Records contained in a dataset
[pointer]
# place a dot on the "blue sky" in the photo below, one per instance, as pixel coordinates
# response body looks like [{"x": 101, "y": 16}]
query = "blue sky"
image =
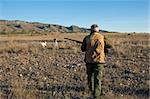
[{"x": 111, "y": 15}]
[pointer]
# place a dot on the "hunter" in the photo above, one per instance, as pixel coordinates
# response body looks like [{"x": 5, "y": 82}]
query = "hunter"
[{"x": 93, "y": 46}]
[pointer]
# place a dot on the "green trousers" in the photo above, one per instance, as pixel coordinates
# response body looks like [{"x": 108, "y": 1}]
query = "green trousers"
[{"x": 95, "y": 74}]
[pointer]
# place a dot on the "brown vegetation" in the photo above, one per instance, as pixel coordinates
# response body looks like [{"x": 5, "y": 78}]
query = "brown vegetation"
[{"x": 28, "y": 71}]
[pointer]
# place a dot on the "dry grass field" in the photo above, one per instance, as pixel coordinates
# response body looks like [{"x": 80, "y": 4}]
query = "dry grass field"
[{"x": 29, "y": 71}]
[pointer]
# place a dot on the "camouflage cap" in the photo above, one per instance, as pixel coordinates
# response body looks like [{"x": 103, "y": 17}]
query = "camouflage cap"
[{"x": 95, "y": 28}]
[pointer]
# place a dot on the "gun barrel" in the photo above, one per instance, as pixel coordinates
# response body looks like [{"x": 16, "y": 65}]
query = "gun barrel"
[{"x": 73, "y": 40}]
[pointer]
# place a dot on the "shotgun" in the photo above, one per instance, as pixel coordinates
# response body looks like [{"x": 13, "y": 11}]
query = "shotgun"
[{"x": 108, "y": 44}]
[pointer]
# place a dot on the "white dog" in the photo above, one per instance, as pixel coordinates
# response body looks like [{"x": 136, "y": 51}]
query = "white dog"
[{"x": 44, "y": 44}]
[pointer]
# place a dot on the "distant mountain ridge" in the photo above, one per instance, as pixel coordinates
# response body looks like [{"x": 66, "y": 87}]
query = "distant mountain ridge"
[{"x": 23, "y": 27}]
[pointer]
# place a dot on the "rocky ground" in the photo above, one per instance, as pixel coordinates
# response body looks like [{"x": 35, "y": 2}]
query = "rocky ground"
[{"x": 28, "y": 71}]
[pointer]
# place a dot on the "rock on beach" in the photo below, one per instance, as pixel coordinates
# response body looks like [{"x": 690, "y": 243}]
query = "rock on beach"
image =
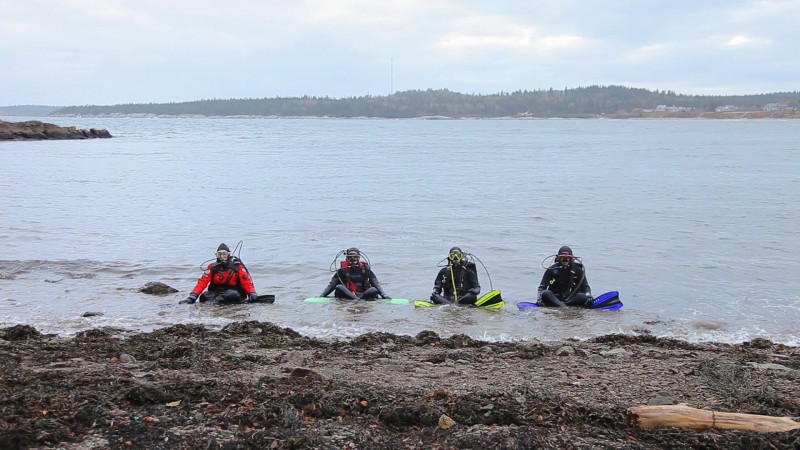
[
  {"x": 257, "y": 385},
  {"x": 36, "y": 130}
]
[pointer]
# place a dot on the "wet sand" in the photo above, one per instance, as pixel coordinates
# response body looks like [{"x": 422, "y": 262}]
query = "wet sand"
[{"x": 255, "y": 385}]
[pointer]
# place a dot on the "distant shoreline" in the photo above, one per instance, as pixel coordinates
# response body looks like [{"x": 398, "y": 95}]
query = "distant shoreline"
[{"x": 750, "y": 115}]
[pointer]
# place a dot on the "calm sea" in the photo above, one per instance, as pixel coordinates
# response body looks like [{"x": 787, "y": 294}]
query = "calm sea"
[{"x": 693, "y": 221}]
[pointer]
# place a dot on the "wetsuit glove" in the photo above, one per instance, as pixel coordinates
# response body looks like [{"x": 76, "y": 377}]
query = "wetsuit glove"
[{"x": 190, "y": 299}]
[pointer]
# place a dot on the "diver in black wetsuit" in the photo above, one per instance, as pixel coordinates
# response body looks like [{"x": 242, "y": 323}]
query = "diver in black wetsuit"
[
  {"x": 354, "y": 279},
  {"x": 564, "y": 282},
  {"x": 457, "y": 282}
]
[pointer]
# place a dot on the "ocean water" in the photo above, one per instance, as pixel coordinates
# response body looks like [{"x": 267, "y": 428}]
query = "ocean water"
[{"x": 694, "y": 222}]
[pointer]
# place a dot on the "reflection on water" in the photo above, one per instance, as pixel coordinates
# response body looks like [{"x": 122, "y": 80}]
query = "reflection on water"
[{"x": 684, "y": 218}]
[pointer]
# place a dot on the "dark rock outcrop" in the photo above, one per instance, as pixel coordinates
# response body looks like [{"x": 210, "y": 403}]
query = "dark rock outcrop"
[{"x": 36, "y": 130}]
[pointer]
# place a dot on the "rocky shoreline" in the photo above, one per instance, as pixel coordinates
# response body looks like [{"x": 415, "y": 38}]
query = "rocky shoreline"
[
  {"x": 35, "y": 130},
  {"x": 255, "y": 385}
]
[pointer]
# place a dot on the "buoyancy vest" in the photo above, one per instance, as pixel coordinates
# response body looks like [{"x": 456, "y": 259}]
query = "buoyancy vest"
[
  {"x": 354, "y": 276},
  {"x": 465, "y": 276},
  {"x": 233, "y": 277},
  {"x": 564, "y": 281}
]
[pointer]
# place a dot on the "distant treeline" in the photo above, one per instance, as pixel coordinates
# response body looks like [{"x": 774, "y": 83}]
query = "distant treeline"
[
  {"x": 579, "y": 102},
  {"x": 27, "y": 110}
]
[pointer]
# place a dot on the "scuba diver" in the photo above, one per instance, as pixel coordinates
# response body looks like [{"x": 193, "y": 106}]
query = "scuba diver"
[
  {"x": 457, "y": 282},
  {"x": 564, "y": 282},
  {"x": 227, "y": 279},
  {"x": 354, "y": 280}
]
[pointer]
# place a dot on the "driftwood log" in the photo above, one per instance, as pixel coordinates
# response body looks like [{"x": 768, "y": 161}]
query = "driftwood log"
[{"x": 685, "y": 417}]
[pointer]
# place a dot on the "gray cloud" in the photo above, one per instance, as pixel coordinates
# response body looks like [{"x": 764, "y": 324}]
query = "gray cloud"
[{"x": 103, "y": 52}]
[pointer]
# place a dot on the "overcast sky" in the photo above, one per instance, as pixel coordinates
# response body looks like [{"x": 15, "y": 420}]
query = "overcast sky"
[{"x": 78, "y": 52}]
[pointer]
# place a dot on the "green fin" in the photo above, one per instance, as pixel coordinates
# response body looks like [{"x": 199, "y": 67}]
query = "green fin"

# Task objective:
Each entry above should be reproduced exactly, with the pictures removed.

# Final result:
[pointer]
# place a dot on the "blue sky" in the photo below, one per instance, as pixel coordinates
# response body looks like [{"x": 101, "y": 16}]
query = "blue sky"
image =
[{"x": 111, "y": 15}]
[pointer]
# place a dot on the "hunter" in the photo above, one per instance, as pixel coordinates
# response body looks like [{"x": 5, "y": 82}]
query = "hunter"
[{"x": 93, "y": 46}]
[pointer]
# place a dot on the "green trousers" in the photo above, one per instance, as pixel coordinates
# response body looks like [{"x": 108, "y": 1}]
query = "green trousers"
[{"x": 95, "y": 74}]
[pointer]
# place a dot on the "brown vegetation" in the photo above, one per instance, as pixel coordinates
# response body looks like [{"x": 5, "y": 78}]
query = "brown vegetation"
[{"x": 28, "y": 71}]
[pointer]
# place a dot on the "dry grass field" in the photo above, one per instance, as pixel coordinates
# response body looks like [{"x": 80, "y": 4}]
query = "dry grass field"
[{"x": 29, "y": 71}]
[pointer]
# place a dot on the "camouflage cap" in the photo above, one per instance, as pixel coordinates
# response body looks like [{"x": 103, "y": 17}]
query = "camouflage cap"
[{"x": 95, "y": 28}]
[pointer]
# place a dot on the "gun barrel" in the photo above, one per instance, as pixel coordinates
# response body looks like [{"x": 16, "y": 65}]
query = "gun barrel"
[{"x": 73, "y": 40}]
[pointer]
# place a dot on the "shotgun" in the photo above, one per instance, as pixel coordinates
# response body looks like [{"x": 13, "y": 11}]
query = "shotgun"
[{"x": 108, "y": 44}]
[pointer]
# place a dot on the "white dog" in the photo above, one per instance, as pixel coordinates
# response body looks like [{"x": 136, "y": 51}]
query = "white dog"
[{"x": 44, "y": 44}]
[pointer]
# place a dot on the "distant mountain ridge" in the photo above, one per instance, as pixel coordinates
# response body looks like [{"x": 66, "y": 87}]
query = "distant mountain ridge"
[{"x": 23, "y": 27}]
[pointer]
# place a dot on the "rocky ground" in the photo above, one per instance, as pixel coordinates
# response body looks like [{"x": 35, "y": 2}]
query = "rocky ground"
[{"x": 28, "y": 71}]
[pointer]
# place a dot on the "rock on beach" in the photo below, one per instance, as pixel coordinates
# response body looks like [{"x": 690, "y": 243}]
query = "rock on beach"
image =
[
  {"x": 257, "y": 385},
  {"x": 36, "y": 130}
]
[pointer]
# place a dot on the "wet sand" in the photo above, one per instance, as pixel coordinates
# response body looks like [{"x": 422, "y": 262}]
query = "wet sand"
[{"x": 255, "y": 385}]
[pointer]
# place a dot on the "distant shoreline" in the photo above, one per instance, as pixel coordinates
# response body looks like [{"x": 398, "y": 95}]
query = "distant shoreline"
[{"x": 750, "y": 115}]
[pointer]
# place a dot on the "calm sea" in the photo above, one per instance, as pixel coordinates
# response body looks like [{"x": 787, "y": 294}]
query = "calm sea"
[{"x": 693, "y": 221}]
[pointer]
# place a dot on the "wetsuit glove" in the photo above, one per instance, as pixel coordinates
# response body looks like [{"x": 76, "y": 377}]
query = "wetsuit glove"
[{"x": 190, "y": 299}]
[pointer]
# place a dot on the "diver in black wetsuit" in the photo above, one per instance, as pixel coordinates
# response body looks like [{"x": 242, "y": 323}]
query = "diver in black wetsuit"
[
  {"x": 354, "y": 279},
  {"x": 564, "y": 282},
  {"x": 457, "y": 282}
]
[pointer]
# place a dot on the "ocean water" in the photo above, one per instance, as pixel coordinates
# response body looks like [{"x": 267, "y": 428}]
query = "ocean water"
[{"x": 694, "y": 222}]
[pointer]
# place a dot on the "reflection on water" in the photo above, one per instance, as pixel coordinates
# response body looks like [{"x": 122, "y": 80}]
query = "reflection on water"
[{"x": 684, "y": 218}]
[pointer]
# place a dot on the "dark rock outcrop" in the photo above, one per instance, as pixel coordinates
# response body looks like [{"x": 210, "y": 403}]
query = "dark rock outcrop"
[{"x": 36, "y": 130}]
[pointer]
# place a dot on the "rocky shoreline" in the photo above, one per instance, as pixel coordinates
# response body looks like [{"x": 415, "y": 38}]
query = "rocky shoreline"
[
  {"x": 35, "y": 130},
  {"x": 255, "y": 385}
]
[pointer]
# place a dot on the "buoyancy vest" in the photo above, one per instance, as pixel coordinates
# response body looks like [{"x": 456, "y": 259}]
query = "buoyancy vest"
[
  {"x": 354, "y": 276},
  {"x": 465, "y": 276},
  {"x": 233, "y": 277},
  {"x": 564, "y": 281}
]
[pointer]
# place a dot on the "distant treeline" in the photo above, one per instance, as pixel coordinates
# response body looks like [{"x": 774, "y": 83}]
query = "distant treeline"
[
  {"x": 579, "y": 102},
  {"x": 27, "y": 110}
]
[pointer]
# place a dot on the "scuba diver" in the photo above, one per instance, as pixel coordinates
# response body looks like [{"x": 193, "y": 106}]
query = "scuba diver"
[
  {"x": 457, "y": 282},
  {"x": 564, "y": 282},
  {"x": 227, "y": 279},
  {"x": 354, "y": 280}
]
[pointer]
# place a dot on the "driftwood log" in the photo above, one per instance, as pixel coordinates
# response body looks like [{"x": 768, "y": 161}]
query = "driftwood log"
[{"x": 685, "y": 417}]
[pointer]
# place a dot on the "gray cloud" in the photo above, one per instance, as pixel coordinates
# response body looks like [{"x": 764, "y": 324}]
query = "gray cloud"
[{"x": 103, "y": 52}]
[pointer]
# place a dot on the "overcast sky" in the photo above, one per instance, as pixel coordinates
# response body looks like [{"x": 15, "y": 420}]
query = "overcast sky"
[{"x": 78, "y": 52}]
[pointer]
# place a dot on the "green fin" in the photo above, one per instance, as pixel coordinates
# response body looks like [{"x": 199, "y": 67}]
query = "green fin"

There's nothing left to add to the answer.